### ПИСЬМЕННОЕ ЗАДАНИЕ
Перепишите целиком приведённый ниже текст для чтения, сохранив каждое слово и каждый знак препинания.

### ТЕКСТ ДЛЯ ЧТЕНИЯ

+++++

На дворе стоял не то 1915, не то 1916 год.
Вообразив эту сцену, я с ужасом ощутила, какая это страшная работа – быть царем. Череда насильственных смертей и покушений сопровождала всех самодержцев династии Романовых. А Николай ехал фактически без охраны, в открытом экипаже, и вез с собой наследника, для которого каждое повреждение кожи могло закончиться смертью из-за гемофилии. Наверно, фатализм – главное качество монарха. Потом уже можно перечислять все остальное, что необходимо и желательно для такой службы.
Но главный рассказ был еще впереди. Я не помню, как звали моего землячка, но решила в этом рассказе дать ему имя Яков. Потому что была в его жизни любовь такой же силы, как у Иакова и Рахили. И продлилась тоже до смерти Рахили.
А началась она в том же беленом домике не то на Московской, не то на Малой Морской, мимо которого однажды как мираж проехал российский самодержец.
Те, кто жил на юге в маленьких городах, знает, какая истома, печаль, невнятное обещание, волнение разлиты в воздухе длинными летними вечерами. Пахнет акацией, морем, степью, дурманом ночных цветов, и душа томится и тлеет.
Нашему Иакову было 15 лет. И в один из таких вечеров в ожидании несбыточного он сидел у открытого окна и смотрел на пустую темную улицу. Было довольно поздно, и прохожих не было вовсе. Только ветерок мел уличную пыль, цепляясь за громадные акации. И вдруг раздался звонкий стук каблучков. Очевидно, они побывали в руках у сапожника и были подбиты железными подковками, чтобы дольше не снашивались. А оказались эти подковки на самое что ни на есть бескрайнее счастье. Как и положено подковкам. Только не всякому оно дается.

+++++

### Собранные записи данных
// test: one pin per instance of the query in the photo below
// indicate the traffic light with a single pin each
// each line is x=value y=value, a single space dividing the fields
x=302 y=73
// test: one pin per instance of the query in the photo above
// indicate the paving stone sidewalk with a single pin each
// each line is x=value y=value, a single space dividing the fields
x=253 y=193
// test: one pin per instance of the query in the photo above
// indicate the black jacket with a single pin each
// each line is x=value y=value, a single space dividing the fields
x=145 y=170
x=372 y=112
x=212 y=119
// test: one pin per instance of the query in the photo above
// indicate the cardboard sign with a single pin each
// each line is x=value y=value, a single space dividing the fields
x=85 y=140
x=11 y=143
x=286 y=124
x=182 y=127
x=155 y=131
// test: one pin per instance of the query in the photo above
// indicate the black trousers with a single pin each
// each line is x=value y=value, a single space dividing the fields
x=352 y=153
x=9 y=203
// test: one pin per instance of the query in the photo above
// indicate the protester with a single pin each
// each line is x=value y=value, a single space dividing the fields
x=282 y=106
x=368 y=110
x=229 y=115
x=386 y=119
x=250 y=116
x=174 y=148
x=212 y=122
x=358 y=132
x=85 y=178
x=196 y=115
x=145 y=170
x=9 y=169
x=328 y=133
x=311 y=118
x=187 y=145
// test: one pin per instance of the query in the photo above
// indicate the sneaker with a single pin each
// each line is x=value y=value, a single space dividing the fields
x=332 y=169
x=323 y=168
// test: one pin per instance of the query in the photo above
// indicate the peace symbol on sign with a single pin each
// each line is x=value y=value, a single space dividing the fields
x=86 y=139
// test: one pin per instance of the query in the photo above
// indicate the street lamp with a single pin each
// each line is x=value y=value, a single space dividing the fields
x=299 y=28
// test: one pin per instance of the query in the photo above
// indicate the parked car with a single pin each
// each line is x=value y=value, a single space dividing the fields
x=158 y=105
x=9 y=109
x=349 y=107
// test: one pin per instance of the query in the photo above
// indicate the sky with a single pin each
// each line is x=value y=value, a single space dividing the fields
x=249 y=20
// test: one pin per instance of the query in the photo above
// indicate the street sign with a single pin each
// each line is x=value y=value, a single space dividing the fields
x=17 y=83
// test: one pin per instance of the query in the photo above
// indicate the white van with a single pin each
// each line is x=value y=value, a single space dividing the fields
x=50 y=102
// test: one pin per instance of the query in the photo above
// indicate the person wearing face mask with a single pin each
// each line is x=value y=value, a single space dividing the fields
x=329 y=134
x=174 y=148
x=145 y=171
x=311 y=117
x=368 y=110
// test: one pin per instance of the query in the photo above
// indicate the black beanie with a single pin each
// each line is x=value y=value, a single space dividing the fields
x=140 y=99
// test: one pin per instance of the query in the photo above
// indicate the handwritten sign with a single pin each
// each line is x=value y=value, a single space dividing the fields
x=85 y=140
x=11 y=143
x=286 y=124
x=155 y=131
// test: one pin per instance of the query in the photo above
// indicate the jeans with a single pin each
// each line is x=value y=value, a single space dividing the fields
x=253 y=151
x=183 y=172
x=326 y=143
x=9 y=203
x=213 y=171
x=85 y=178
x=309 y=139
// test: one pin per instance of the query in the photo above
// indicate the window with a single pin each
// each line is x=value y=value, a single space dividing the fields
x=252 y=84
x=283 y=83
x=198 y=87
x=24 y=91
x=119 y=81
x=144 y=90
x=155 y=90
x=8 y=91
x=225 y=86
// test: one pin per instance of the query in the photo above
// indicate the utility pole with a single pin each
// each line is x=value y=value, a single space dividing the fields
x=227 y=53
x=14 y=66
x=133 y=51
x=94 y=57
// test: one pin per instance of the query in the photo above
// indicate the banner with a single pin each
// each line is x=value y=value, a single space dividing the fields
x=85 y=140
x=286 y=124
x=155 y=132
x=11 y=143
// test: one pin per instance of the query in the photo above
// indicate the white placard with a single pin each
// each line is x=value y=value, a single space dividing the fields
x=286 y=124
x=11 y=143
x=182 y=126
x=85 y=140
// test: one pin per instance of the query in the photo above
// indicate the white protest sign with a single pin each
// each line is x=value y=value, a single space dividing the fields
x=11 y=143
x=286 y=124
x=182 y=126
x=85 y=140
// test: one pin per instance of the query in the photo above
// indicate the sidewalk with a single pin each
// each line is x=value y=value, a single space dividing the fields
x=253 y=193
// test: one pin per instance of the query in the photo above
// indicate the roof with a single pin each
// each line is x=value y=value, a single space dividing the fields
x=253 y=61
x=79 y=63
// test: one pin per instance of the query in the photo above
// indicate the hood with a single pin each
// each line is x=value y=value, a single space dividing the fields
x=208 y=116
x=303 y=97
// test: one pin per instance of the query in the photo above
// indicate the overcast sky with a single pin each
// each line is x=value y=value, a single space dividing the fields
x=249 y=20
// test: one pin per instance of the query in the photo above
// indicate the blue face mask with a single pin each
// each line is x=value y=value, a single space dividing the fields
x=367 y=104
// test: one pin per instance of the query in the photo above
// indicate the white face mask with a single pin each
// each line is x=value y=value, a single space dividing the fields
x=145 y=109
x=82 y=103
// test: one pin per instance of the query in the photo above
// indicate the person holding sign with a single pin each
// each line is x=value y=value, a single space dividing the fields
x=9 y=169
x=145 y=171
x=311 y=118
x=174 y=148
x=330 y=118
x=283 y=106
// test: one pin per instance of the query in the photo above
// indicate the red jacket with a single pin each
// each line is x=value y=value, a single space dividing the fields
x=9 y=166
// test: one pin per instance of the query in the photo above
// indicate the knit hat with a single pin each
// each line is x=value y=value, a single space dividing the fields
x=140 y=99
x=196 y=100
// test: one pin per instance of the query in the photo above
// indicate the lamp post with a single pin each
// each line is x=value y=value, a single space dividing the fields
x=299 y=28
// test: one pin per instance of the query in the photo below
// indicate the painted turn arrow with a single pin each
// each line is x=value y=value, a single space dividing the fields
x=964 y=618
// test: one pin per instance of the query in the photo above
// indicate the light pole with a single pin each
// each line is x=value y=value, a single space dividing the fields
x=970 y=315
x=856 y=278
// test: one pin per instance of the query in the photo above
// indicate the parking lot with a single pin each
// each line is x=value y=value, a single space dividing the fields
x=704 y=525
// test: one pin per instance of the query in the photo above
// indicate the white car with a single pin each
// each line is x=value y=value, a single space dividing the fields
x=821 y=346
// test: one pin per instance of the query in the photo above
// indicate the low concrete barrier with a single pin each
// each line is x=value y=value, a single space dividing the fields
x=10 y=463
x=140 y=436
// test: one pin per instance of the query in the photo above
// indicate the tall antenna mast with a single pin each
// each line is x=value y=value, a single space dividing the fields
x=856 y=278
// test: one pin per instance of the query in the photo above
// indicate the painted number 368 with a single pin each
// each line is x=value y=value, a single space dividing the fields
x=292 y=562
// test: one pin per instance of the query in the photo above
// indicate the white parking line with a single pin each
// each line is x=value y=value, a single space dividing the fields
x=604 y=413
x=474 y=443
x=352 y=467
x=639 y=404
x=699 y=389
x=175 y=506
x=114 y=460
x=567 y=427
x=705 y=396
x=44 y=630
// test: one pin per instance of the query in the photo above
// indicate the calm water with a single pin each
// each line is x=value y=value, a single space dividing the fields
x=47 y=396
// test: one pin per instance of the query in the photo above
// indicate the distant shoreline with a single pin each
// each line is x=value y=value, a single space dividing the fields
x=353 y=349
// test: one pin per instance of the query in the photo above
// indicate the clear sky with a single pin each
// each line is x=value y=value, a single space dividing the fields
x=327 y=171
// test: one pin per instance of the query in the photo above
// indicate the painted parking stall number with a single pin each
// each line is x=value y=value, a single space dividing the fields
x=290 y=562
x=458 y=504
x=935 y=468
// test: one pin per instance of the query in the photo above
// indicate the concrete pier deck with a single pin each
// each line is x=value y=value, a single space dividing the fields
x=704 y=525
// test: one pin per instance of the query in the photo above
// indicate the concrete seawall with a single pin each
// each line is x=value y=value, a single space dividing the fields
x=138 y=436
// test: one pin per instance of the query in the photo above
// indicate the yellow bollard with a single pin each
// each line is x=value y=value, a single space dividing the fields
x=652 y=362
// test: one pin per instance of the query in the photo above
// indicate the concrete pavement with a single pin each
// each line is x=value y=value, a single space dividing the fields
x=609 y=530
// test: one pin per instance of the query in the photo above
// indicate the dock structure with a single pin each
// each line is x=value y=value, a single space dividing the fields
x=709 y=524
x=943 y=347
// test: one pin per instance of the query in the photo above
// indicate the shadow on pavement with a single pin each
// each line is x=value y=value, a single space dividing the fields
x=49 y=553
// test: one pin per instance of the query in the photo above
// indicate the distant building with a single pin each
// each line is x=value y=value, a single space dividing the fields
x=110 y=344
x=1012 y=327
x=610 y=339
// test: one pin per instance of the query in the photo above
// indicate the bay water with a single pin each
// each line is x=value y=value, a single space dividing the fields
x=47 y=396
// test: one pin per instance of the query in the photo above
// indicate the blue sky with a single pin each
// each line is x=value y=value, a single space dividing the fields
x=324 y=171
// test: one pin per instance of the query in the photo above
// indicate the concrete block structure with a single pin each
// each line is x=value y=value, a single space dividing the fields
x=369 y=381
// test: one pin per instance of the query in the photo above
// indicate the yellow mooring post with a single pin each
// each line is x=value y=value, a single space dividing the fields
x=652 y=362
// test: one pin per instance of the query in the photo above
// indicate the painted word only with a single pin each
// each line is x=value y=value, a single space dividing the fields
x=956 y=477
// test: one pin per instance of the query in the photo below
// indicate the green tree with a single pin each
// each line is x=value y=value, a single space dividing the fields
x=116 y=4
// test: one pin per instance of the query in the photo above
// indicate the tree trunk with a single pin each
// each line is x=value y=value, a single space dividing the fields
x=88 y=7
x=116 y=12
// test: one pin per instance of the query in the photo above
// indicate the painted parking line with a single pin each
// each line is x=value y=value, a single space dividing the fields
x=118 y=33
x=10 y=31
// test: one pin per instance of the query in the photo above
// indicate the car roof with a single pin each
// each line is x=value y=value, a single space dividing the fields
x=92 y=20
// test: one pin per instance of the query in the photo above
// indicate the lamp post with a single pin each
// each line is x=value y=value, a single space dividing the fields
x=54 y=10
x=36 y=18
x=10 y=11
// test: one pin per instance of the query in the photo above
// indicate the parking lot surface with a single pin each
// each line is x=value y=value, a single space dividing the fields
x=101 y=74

+++++

### ОТВЕТ
На дворе стоял не то 1915, не то 1916 год.
Вообразив эту сцену, я с ужасом ощутила, какая это страшная работа – быть царем. Череда насильственных смертей и покушений сопровождала всех самодержцев династии Романовых. А Николай ехал фактически без охраны, в открытом экипаже, и вез с собой наследника, для которого каждое повреждение кожи могло закончиться смертью из-за гемофилии. Наверно, фатализм – главное качество монарха. Потом уже можно перечислять все остальное, что необходимо и желательно для такой службы.
Но главный рассказ был еще впереди. Я не помню, как звали моего землячка, но решила в этом рассказе дать ему имя Яков. Потому что была в его жизни любовь такой же силы, как у Иакова и Рахили. И продлилась тоже до смерти Рахили.
А началась она в том же беленом домике не то на Московской, не то на Малой Морской, мимо которого однажды как мираж проехал российский самодержец.
Те, кто жил на юге в маленьких городах, знает, какая истома, печаль, невнятное обещание, волнение разлиты в воздухе длинными летними вечерами. Пахнет акацией, морем, степью, дурманом ночных цветов, и душа томится и тлеет.
Нашему Иакову было 15 лет. И в один из таких вечеров в ожидании несбыточного он сидел у открытого окна и смотрел на пустую темную улицу. Было довольно поздно, и прохожих не было вовсе. Только ветерок мел уличную пыль, цепляясь за громадные акации. И вдруг раздался звонкий стук каблучков. Очевидно, они побывали в руках у сапожника и были подбиты железными подковками, чтобы дольше не снашивались. А оказались эти подковки на самое что ни на есть бескрайнее счастье. Как и положено подковкам. Только не всякому оно дается.